[WORK REQUIRED] How many lines of the data below contain the string "sign", with case taken into account? Reply with the number alone.

Pointing entries for named objects
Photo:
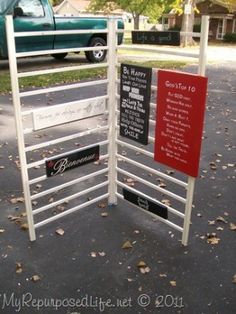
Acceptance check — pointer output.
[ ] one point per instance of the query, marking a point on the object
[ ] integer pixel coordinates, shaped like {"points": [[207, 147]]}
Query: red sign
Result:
{"points": [[179, 120]]}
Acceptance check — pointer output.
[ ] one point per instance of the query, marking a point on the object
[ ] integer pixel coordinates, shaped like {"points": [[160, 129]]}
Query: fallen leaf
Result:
{"points": [[232, 227], [166, 202], [102, 254], [51, 200], [173, 283], [61, 208], [24, 226], [35, 278], [93, 254], [102, 205], [19, 269], [104, 214], [170, 172], [212, 238], [144, 270], [213, 165], [60, 231], [127, 245], [221, 219], [17, 200]]}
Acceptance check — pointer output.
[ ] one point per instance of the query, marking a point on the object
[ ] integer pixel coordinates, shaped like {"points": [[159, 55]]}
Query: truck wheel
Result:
{"points": [[59, 56], [96, 55]]}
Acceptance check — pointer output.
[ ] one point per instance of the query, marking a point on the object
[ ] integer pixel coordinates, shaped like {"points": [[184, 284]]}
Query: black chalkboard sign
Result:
{"points": [[135, 90], [171, 38], [145, 203], [60, 164]]}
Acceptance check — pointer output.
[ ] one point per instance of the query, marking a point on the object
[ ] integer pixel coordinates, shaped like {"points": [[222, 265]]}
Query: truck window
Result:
{"points": [[29, 8]]}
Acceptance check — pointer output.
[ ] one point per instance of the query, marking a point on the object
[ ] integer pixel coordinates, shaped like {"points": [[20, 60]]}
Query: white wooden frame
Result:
{"points": [[113, 140]]}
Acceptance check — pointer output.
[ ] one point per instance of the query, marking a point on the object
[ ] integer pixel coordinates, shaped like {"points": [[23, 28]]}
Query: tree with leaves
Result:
{"points": [[135, 7]]}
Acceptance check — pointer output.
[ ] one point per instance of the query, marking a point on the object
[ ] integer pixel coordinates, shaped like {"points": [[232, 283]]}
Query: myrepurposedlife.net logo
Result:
{"points": [[28, 301]]}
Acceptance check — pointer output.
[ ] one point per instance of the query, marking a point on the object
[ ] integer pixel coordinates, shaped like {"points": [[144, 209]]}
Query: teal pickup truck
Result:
{"points": [[37, 15]]}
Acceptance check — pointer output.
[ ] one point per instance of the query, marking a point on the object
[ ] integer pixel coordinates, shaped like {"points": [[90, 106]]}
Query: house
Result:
{"points": [[72, 7], [222, 20], [80, 7]]}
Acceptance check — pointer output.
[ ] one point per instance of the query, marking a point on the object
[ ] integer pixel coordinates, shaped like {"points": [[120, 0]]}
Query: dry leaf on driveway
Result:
{"points": [[212, 238], [127, 245], [60, 231]]}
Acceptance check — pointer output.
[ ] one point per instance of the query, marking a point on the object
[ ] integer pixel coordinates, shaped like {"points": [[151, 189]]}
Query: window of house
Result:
{"points": [[220, 29], [30, 8], [234, 26]]}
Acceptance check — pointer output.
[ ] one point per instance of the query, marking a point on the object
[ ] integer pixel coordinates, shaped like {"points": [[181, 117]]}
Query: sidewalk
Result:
{"points": [[215, 54]]}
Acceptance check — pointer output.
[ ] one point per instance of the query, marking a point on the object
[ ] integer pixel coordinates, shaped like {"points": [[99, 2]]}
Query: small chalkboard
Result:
{"points": [[135, 89], [171, 38], [60, 164], [145, 203]]}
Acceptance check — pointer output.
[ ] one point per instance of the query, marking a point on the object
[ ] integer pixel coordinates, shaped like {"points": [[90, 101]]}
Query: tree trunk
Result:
{"points": [[187, 24], [136, 21]]}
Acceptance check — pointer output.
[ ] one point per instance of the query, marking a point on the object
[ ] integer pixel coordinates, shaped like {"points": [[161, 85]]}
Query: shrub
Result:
{"points": [[230, 37]]}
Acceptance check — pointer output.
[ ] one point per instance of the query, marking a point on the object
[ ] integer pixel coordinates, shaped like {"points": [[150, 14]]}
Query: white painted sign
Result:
{"points": [[68, 112]]}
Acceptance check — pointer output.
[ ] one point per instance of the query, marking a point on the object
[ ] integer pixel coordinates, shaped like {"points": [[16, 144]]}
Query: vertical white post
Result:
{"points": [[112, 106], [19, 124], [203, 45], [188, 210]]}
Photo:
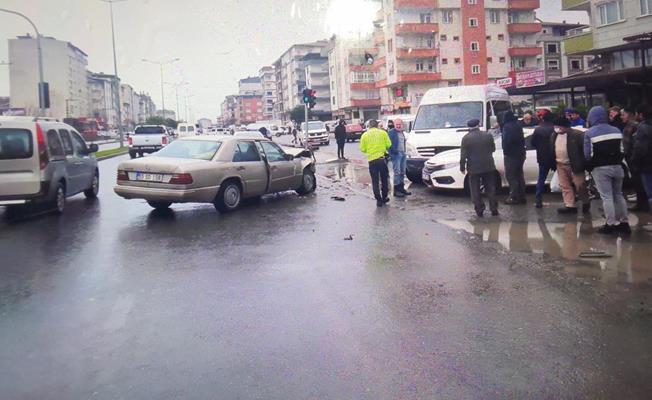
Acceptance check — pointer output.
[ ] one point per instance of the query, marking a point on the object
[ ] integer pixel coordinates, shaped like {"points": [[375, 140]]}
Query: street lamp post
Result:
{"points": [[161, 64], [116, 81], [41, 83]]}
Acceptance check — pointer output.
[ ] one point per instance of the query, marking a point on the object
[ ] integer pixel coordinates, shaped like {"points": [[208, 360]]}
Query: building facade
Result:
{"points": [[290, 71], [64, 69], [267, 77], [425, 44]]}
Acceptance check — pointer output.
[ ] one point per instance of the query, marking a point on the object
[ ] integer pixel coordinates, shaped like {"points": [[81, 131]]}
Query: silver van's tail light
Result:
{"points": [[42, 147]]}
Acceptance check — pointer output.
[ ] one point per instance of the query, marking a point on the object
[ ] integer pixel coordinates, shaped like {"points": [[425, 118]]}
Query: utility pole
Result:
{"points": [[43, 89], [116, 80], [161, 64]]}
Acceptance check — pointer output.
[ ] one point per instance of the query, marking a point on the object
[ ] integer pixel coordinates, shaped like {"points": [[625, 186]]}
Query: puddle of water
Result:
{"points": [[630, 262]]}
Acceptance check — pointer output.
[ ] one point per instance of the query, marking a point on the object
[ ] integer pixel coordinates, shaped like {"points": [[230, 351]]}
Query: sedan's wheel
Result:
{"points": [[308, 182], [60, 199], [92, 191], [229, 197], [159, 205]]}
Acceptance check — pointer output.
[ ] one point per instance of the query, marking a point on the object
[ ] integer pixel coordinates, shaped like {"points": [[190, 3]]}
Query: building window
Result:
{"points": [[646, 7], [494, 16], [576, 65], [552, 48], [610, 12], [553, 65], [447, 16]]}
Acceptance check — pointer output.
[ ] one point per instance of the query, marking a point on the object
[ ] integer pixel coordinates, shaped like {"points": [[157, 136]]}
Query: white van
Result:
{"points": [[442, 118], [186, 130]]}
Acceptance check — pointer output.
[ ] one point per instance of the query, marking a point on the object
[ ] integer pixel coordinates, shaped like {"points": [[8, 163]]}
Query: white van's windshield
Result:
{"points": [[449, 115]]}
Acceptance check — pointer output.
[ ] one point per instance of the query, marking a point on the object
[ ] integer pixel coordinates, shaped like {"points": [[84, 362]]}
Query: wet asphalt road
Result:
{"points": [[113, 301]]}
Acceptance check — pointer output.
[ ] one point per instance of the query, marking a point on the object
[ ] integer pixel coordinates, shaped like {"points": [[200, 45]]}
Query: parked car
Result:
{"points": [[443, 170], [44, 161], [222, 170], [147, 139]]}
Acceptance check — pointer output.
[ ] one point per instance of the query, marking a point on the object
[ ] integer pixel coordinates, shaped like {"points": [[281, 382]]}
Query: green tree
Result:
{"points": [[297, 114]]}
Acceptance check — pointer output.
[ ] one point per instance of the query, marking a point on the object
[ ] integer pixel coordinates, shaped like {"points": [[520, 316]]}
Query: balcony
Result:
{"points": [[524, 4], [419, 77], [576, 5], [363, 86], [529, 51], [365, 102], [524, 27], [416, 4], [417, 53], [410, 28], [578, 41]]}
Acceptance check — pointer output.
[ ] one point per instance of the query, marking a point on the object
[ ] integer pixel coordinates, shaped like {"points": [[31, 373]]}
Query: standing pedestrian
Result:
{"points": [[568, 148], [642, 150], [514, 151], [340, 138], [614, 118], [399, 158], [477, 159], [375, 143], [603, 150], [628, 116], [545, 158]]}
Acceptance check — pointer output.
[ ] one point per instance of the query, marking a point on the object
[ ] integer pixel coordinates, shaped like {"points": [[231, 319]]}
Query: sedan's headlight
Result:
{"points": [[411, 151]]}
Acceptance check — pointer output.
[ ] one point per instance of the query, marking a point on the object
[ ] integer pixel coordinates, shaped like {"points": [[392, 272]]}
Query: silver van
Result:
{"points": [[43, 160]]}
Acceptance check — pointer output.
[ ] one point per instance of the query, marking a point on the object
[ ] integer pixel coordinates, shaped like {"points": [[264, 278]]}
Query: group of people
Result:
{"points": [[617, 141], [380, 147]]}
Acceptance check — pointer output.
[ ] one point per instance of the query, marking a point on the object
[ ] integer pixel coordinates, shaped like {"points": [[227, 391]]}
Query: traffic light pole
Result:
{"points": [[305, 142]]}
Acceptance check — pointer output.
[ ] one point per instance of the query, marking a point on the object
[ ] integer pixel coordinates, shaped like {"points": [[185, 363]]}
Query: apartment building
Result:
{"points": [[620, 37], [353, 92], [290, 71], [438, 43], [64, 69], [267, 77]]}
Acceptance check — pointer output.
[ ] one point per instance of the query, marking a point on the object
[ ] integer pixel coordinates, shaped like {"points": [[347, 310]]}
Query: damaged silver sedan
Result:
{"points": [[222, 170]]}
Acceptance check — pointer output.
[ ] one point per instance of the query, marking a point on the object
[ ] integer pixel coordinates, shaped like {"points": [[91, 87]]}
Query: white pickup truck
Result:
{"points": [[147, 139]]}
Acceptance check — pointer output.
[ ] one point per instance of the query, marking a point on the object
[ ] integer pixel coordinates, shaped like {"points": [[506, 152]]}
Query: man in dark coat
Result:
{"points": [[545, 159], [477, 159], [514, 150], [340, 138]]}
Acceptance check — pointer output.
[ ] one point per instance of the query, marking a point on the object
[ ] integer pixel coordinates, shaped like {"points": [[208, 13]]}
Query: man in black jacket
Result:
{"points": [[514, 151], [642, 149], [545, 159], [340, 138], [477, 158], [567, 146]]}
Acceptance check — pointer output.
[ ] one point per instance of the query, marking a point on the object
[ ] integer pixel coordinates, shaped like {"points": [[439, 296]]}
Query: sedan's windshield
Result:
{"points": [[193, 149], [450, 115]]}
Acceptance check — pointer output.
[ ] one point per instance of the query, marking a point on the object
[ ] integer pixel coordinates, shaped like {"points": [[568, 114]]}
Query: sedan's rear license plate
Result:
{"points": [[146, 176]]}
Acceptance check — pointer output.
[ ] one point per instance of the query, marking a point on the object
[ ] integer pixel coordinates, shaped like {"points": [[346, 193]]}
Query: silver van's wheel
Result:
{"points": [[60, 199], [229, 197]]}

[RESPONSE TO THE EXERCISE] 3